The data Block Start

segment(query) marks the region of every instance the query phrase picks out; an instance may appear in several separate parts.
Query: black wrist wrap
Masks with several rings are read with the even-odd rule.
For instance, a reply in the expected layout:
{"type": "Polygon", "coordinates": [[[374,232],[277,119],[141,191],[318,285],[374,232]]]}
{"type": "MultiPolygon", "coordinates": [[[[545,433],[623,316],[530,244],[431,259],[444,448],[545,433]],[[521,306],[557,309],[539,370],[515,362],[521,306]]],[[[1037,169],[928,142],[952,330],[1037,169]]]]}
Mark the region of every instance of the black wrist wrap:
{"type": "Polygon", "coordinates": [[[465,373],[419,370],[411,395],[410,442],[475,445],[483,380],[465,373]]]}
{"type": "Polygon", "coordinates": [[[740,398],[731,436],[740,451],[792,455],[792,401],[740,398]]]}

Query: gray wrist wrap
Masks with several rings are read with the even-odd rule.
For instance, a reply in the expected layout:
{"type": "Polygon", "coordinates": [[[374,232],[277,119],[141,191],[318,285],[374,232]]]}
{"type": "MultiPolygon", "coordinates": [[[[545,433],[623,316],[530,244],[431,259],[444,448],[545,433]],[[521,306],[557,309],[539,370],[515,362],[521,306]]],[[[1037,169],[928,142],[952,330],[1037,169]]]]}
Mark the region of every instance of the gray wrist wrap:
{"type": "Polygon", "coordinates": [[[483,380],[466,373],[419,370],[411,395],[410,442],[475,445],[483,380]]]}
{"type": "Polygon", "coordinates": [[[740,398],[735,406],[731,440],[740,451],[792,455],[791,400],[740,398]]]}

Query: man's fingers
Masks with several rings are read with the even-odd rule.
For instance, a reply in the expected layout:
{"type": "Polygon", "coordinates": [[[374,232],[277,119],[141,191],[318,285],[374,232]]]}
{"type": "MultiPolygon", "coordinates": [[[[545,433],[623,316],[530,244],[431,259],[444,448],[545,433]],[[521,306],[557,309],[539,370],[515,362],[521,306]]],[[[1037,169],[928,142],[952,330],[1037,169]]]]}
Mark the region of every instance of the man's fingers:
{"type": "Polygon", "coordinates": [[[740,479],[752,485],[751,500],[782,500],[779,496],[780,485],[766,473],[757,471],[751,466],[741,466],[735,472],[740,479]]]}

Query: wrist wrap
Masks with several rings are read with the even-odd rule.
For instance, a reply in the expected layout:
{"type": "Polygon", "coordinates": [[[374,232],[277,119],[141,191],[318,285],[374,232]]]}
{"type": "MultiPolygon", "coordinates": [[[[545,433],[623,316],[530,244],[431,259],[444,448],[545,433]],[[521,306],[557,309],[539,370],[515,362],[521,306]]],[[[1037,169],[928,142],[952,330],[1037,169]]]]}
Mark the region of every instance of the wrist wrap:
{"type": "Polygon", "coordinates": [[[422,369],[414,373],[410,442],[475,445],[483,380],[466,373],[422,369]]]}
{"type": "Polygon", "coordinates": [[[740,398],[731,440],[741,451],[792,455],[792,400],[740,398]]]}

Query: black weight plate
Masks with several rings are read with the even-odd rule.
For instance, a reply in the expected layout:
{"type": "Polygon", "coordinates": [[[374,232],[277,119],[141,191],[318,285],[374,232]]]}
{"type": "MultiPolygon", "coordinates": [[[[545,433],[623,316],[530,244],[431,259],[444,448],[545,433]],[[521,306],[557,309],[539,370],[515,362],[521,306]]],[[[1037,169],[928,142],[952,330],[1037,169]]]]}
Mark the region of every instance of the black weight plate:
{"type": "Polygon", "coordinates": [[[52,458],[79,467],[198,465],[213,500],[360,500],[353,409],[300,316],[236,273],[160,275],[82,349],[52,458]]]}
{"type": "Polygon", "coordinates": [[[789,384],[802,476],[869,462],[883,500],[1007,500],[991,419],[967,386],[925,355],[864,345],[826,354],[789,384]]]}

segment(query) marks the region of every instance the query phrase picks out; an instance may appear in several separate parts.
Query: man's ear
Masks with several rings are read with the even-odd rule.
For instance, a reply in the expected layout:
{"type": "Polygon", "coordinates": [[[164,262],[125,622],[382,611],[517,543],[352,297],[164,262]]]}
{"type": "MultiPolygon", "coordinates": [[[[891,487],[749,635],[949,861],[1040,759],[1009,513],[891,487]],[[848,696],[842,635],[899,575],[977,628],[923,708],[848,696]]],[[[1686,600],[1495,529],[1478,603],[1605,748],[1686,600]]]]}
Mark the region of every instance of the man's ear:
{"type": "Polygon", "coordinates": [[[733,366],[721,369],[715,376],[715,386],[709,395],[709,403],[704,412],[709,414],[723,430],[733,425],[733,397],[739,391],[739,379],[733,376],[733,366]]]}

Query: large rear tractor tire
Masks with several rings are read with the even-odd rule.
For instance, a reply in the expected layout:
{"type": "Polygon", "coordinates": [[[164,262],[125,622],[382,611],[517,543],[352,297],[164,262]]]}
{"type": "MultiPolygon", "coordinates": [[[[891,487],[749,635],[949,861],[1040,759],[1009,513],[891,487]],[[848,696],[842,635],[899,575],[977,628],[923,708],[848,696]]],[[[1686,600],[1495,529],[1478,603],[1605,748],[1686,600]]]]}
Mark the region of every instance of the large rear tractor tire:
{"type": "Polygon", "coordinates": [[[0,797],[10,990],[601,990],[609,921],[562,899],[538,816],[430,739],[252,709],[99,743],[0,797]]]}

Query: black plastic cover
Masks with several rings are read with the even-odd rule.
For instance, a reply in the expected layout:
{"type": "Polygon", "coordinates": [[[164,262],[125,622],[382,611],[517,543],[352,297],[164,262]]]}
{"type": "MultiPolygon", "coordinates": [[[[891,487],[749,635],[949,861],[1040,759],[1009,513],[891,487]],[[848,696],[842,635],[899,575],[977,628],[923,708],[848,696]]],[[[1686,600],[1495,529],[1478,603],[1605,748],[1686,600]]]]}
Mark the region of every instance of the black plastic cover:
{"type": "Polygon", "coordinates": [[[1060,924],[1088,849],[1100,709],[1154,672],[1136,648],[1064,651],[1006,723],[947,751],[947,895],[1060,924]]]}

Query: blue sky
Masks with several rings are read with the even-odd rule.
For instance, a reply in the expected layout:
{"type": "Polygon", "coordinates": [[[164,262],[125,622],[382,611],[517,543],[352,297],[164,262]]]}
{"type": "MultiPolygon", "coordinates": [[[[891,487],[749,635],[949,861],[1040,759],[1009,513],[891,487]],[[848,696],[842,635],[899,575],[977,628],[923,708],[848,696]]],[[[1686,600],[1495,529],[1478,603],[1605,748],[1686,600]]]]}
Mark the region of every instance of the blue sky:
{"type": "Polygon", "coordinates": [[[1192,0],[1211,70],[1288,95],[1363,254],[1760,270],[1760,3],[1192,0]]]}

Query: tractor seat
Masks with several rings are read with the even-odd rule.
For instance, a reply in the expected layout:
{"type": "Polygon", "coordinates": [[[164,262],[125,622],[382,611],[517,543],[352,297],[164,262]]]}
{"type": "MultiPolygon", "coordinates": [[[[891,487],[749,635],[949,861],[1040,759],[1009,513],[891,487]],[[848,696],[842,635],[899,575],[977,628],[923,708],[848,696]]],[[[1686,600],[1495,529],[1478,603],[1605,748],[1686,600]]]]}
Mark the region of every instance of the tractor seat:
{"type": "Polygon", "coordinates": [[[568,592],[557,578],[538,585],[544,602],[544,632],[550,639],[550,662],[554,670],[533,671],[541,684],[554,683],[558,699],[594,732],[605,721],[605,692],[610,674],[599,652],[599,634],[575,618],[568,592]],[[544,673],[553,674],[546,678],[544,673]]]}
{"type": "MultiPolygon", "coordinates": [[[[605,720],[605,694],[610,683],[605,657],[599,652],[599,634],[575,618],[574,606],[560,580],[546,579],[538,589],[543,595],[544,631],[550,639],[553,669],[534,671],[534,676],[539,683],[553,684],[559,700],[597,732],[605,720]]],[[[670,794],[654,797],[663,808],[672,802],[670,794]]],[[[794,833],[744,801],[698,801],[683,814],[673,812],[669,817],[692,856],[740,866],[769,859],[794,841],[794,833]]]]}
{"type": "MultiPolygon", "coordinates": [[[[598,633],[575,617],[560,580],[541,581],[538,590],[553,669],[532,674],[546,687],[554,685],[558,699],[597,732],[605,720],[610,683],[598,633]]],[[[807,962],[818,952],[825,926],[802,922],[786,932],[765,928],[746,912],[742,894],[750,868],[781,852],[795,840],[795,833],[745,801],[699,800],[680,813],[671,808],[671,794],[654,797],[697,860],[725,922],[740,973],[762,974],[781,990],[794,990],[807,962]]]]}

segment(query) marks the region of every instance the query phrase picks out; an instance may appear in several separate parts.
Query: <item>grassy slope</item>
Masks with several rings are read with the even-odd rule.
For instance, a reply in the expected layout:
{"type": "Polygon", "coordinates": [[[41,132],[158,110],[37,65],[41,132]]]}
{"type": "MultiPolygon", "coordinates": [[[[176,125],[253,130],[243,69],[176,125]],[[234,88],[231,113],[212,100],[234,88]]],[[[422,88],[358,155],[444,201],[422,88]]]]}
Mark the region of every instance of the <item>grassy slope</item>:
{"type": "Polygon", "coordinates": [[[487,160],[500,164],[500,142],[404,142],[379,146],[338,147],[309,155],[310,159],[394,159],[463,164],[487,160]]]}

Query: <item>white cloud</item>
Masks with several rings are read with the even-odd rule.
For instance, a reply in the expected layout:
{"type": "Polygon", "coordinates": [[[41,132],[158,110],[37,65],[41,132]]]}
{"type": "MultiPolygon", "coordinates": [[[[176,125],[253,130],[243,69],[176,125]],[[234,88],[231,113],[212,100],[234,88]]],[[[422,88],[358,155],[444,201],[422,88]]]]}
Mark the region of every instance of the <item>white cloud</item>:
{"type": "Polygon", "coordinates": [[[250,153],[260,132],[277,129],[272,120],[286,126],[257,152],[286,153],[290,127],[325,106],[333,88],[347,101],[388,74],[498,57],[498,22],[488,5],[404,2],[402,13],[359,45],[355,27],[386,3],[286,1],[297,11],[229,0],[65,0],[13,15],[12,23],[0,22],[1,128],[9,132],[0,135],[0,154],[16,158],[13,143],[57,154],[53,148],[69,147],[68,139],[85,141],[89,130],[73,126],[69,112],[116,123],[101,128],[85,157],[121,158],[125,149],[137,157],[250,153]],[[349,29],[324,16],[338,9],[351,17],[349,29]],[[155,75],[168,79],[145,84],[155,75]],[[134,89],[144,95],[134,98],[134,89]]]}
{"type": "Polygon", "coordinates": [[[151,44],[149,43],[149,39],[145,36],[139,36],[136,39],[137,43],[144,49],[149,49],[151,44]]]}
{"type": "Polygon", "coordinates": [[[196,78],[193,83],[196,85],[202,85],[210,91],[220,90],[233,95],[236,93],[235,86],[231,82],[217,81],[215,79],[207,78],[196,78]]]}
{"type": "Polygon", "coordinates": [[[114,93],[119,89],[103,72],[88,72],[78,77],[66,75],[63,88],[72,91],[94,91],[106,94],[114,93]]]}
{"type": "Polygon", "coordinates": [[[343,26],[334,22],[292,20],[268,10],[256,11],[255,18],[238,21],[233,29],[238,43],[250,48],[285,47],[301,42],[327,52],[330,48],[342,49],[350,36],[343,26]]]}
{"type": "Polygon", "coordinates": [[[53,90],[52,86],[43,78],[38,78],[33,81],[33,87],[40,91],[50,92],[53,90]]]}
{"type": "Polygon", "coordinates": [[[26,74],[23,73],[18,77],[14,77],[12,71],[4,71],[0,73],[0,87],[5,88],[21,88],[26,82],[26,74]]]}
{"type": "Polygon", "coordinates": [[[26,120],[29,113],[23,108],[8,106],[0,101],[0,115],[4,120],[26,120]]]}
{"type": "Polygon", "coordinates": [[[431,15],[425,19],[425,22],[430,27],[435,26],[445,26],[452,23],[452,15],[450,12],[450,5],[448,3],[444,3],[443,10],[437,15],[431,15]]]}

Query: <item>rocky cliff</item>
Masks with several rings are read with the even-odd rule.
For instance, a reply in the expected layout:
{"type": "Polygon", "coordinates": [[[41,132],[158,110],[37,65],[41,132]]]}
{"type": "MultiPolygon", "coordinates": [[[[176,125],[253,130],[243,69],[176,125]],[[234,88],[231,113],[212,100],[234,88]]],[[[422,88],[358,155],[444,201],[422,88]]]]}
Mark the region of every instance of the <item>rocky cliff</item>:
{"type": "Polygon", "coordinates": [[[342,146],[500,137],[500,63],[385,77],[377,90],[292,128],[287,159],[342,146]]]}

The data Block End

**Problem details**
Write out exactly the final stretch of the records: the line containing "Mark the region of every instance of the <item>rocky" and every line after it, through the last, and nothing else.

**Written solution**
Mark the region of every instance of the <item>rocky cliff</item>:
{"type": "Polygon", "coordinates": [[[342,146],[500,137],[500,63],[385,77],[377,90],[292,128],[287,159],[342,146]]]}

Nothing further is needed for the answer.